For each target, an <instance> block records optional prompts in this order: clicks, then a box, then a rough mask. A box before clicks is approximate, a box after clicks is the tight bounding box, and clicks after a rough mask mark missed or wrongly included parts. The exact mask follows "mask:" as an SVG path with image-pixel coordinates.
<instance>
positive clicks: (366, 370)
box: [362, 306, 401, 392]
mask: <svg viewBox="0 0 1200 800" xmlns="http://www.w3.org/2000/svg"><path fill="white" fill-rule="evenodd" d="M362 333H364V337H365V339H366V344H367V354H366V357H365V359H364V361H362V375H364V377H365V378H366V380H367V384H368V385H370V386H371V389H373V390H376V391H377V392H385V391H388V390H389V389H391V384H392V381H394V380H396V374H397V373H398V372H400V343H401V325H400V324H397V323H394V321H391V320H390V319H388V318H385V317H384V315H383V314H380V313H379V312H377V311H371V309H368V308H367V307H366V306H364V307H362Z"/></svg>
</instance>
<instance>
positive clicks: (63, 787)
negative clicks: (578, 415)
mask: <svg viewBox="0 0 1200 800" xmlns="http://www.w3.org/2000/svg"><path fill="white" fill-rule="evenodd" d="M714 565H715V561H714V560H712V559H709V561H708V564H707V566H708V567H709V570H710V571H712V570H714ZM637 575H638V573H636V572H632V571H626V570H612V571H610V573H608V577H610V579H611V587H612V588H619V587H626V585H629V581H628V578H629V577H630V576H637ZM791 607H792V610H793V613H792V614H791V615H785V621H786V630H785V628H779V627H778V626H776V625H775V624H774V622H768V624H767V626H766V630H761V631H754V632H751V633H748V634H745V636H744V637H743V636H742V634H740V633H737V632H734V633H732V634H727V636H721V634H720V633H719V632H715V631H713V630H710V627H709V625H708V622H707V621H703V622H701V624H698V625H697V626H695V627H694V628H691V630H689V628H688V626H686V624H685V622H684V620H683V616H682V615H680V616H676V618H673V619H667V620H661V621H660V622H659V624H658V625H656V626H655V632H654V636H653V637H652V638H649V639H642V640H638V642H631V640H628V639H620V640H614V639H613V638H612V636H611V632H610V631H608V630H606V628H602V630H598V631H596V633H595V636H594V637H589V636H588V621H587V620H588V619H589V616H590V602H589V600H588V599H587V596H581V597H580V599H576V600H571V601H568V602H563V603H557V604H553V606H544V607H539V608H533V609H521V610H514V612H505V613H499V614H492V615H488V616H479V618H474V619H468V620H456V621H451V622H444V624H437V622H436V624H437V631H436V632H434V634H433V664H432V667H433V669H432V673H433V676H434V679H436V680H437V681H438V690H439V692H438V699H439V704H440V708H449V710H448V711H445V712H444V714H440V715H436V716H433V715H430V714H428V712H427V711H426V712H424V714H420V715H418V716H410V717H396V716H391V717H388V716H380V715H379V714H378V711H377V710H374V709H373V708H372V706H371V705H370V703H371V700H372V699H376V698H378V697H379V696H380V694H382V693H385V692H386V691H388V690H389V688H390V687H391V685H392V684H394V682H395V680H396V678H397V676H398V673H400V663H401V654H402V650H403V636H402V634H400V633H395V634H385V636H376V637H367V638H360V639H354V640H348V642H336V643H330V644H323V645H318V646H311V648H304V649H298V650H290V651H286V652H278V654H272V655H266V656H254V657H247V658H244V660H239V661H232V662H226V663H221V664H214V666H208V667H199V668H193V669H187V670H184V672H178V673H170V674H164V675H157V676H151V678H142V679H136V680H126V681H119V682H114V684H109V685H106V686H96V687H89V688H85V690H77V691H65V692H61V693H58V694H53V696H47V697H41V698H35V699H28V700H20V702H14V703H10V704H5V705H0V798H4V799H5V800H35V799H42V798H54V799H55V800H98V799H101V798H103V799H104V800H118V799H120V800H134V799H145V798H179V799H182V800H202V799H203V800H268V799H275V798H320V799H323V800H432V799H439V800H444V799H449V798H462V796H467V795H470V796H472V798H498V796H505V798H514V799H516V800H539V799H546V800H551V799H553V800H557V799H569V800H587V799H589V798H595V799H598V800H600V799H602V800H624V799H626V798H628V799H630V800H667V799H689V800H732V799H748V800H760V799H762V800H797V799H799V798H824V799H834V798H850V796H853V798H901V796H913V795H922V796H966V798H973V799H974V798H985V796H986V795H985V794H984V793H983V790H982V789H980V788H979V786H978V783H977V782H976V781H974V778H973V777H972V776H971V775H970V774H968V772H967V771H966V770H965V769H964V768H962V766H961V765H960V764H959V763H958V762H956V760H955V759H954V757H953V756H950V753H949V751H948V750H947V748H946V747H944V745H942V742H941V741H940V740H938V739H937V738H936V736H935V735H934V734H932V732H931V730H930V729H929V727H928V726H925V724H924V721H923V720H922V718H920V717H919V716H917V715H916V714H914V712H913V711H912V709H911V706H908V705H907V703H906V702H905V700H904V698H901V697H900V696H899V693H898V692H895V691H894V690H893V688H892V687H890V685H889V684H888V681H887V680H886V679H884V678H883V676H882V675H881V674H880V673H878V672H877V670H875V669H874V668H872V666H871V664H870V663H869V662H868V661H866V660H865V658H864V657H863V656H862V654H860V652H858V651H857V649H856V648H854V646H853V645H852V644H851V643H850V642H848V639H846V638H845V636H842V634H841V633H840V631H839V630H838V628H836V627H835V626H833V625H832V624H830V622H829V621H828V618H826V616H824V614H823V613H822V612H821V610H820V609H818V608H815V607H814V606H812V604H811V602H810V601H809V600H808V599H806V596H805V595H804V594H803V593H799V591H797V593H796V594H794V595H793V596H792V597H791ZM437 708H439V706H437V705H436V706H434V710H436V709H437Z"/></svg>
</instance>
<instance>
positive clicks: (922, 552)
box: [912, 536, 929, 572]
————
* AIM OF THE TASK *
Rewrite all of the records above, replacing every occurrence of "positive clicks" with "include clicks" and leaving everything else unchanged.

* ANSWER TO THIS TASK *
For each target, an <instance> block records optional prompts in this order: clicks, then a box, then a rough mask. A box before clicks is approximate, a box after clicks is the tight bounding box, and clicks after a rough mask mark missed or wrongly included parts. The exact mask follows "mask:" as an SVG path with image-pixel coordinates.
<instance>
include clicks: (366, 370)
box: [362, 306, 401, 392]
mask: <svg viewBox="0 0 1200 800" xmlns="http://www.w3.org/2000/svg"><path fill="white" fill-rule="evenodd" d="M362 333H364V337H365V339H366V344H367V354H366V357H365V359H364V361H362V375H364V377H365V378H366V380H367V384H368V385H370V386H371V389H373V390H376V391H377V392H385V391H388V390H389V389H391V384H392V381H394V380H396V374H397V373H398V372H400V343H401V325H400V324H397V323H394V321H391V320H390V319H388V318H385V317H384V315H383V314H380V313H379V312H377V311H371V309H368V308H367V307H366V306H364V307H362Z"/></svg>
</instance>
<instance>
include clicks: (63, 787)
negative clicks: (578, 415)
mask: <svg viewBox="0 0 1200 800" xmlns="http://www.w3.org/2000/svg"><path fill="white" fill-rule="evenodd" d="M714 565H715V561H714V560H712V559H709V561H708V564H707V566H708V567H709V570H710V571H712V570H714ZM637 575H638V573H636V572H632V571H626V570H612V571H610V573H608V577H610V579H611V587H612V588H619V587H626V585H629V581H628V578H629V577H630V576H637ZM791 607H792V610H793V613H792V614H791V615H785V621H786V630H785V628H779V627H778V626H776V625H775V624H774V622H768V624H767V626H766V630H761V631H754V632H751V633H748V634H745V636H744V637H743V636H742V634H740V633H737V632H734V633H732V634H727V636H721V634H720V633H719V632H715V631H713V630H710V627H709V625H708V622H707V621H703V622H701V624H698V625H697V626H695V627H694V628H691V630H689V628H688V626H686V624H685V622H684V620H683V616H682V615H680V616H676V618H673V619H667V620H661V621H660V622H659V624H658V625H656V626H655V632H654V636H653V637H652V638H649V639H642V640H638V642H631V640H628V639H620V640H614V639H613V638H612V636H611V632H610V631H608V630H606V628H602V630H598V631H596V633H595V636H594V637H589V636H588V621H587V620H588V619H589V616H590V602H589V600H588V599H587V596H581V597H580V599H576V600H571V601H568V602H563V603H557V604H553V606H544V607H539V608H533V609H521V610H514V612H505V613H499V614H492V615H488V616H479V618H474V619H468V620H456V621H451V622H444V624H437V622H436V624H437V631H436V632H434V634H433V664H432V667H433V669H432V673H433V676H434V679H436V680H437V681H438V690H439V692H438V699H439V704H440V708H449V710H448V711H445V712H444V714H440V715H436V716H433V715H430V714H428V712H427V711H426V712H424V714H420V715H418V716H410V717H396V716H391V717H388V716H380V715H379V714H378V711H377V710H374V709H373V708H372V706H371V705H370V703H371V700H372V699H376V698H378V697H379V696H380V694H382V693H385V692H386V691H388V690H389V688H390V687H391V685H392V684H394V682H395V680H396V678H397V676H398V673H400V663H401V654H402V650H403V636H402V634H400V633H395V634H385V636H376V637H367V638H360V639H354V640H348V642H336V643H330V644H323V645H318V646H311V648H304V649H298V650H290V651H286V652H278V654H272V655H266V656H254V657H247V658H244V660H239V661H232V662H226V663H221V664H214V666H208V667H199V668H193V669H187V670H184V672H178V673H170V674H164V675H157V676H151V678H142V679H136V680H126V681H119V682H114V684H109V685H106V686H96V687H89V688H85V690H77V691H65V692H61V693H58V694H53V696H47V697H41V698H35V699H28V700H20V702H14V703H10V704H5V705H0V798H4V799H5V800H35V799H42V798H54V799H55V800H98V799H101V798H103V799H104V800H118V799H120V800H134V799H145V798H179V799H182V800H202V799H203V800H268V799H275V798H320V799H323V800H432V799H439V800H444V799H449V798H462V796H467V795H470V796H472V798H498V796H505V798H514V799H516V800H539V799H546V800H551V799H553V800H557V799H569V800H587V799H589V798H595V799H598V800H600V799H602V800H624V799H626V798H628V799H630V800H667V799H689V800H732V799H748V800H760V799H762V800H797V799H799V798H824V799H834V798H850V796H853V798H901V796H913V795H922V796H966V798H973V799H974V798H985V796H986V795H985V794H984V793H983V790H982V789H980V788H979V786H978V783H977V782H976V781H974V778H973V777H972V776H971V775H970V774H968V772H967V771H966V770H965V769H964V768H962V766H961V765H960V764H959V763H958V762H956V760H955V759H954V757H953V756H950V753H949V751H948V750H947V748H946V747H944V745H942V742H941V741H940V740H938V739H937V738H936V736H935V735H934V734H932V732H931V730H930V729H929V727H928V726H925V724H924V721H923V720H922V718H920V717H919V716H917V715H916V714H914V712H913V711H912V709H911V706H908V705H907V703H906V702H905V700H904V698H901V697H900V696H899V693H898V692H895V691H894V690H893V688H892V687H890V685H889V684H888V681H887V680H886V679H884V678H883V676H882V675H881V674H880V673H878V672H877V670H875V669H874V668H872V666H871V664H870V663H869V662H868V661H866V660H865V658H864V657H863V656H862V654H860V652H858V651H857V649H856V648H854V646H853V645H852V644H851V643H850V642H848V639H846V638H845V636H842V634H841V633H840V631H839V630H838V628H836V627H835V626H833V625H832V624H830V622H829V621H828V618H826V616H824V614H823V613H822V612H821V610H820V609H818V608H815V607H814V606H812V604H811V602H810V601H809V600H808V599H806V596H805V595H804V594H803V593H799V591H797V593H796V594H794V595H793V596H792V597H791ZM437 708H439V706H437V705H436V706H434V710H436V709H437Z"/></svg>
</instance>
<instance>
include clicks: (922, 552)
box: [912, 536, 929, 572]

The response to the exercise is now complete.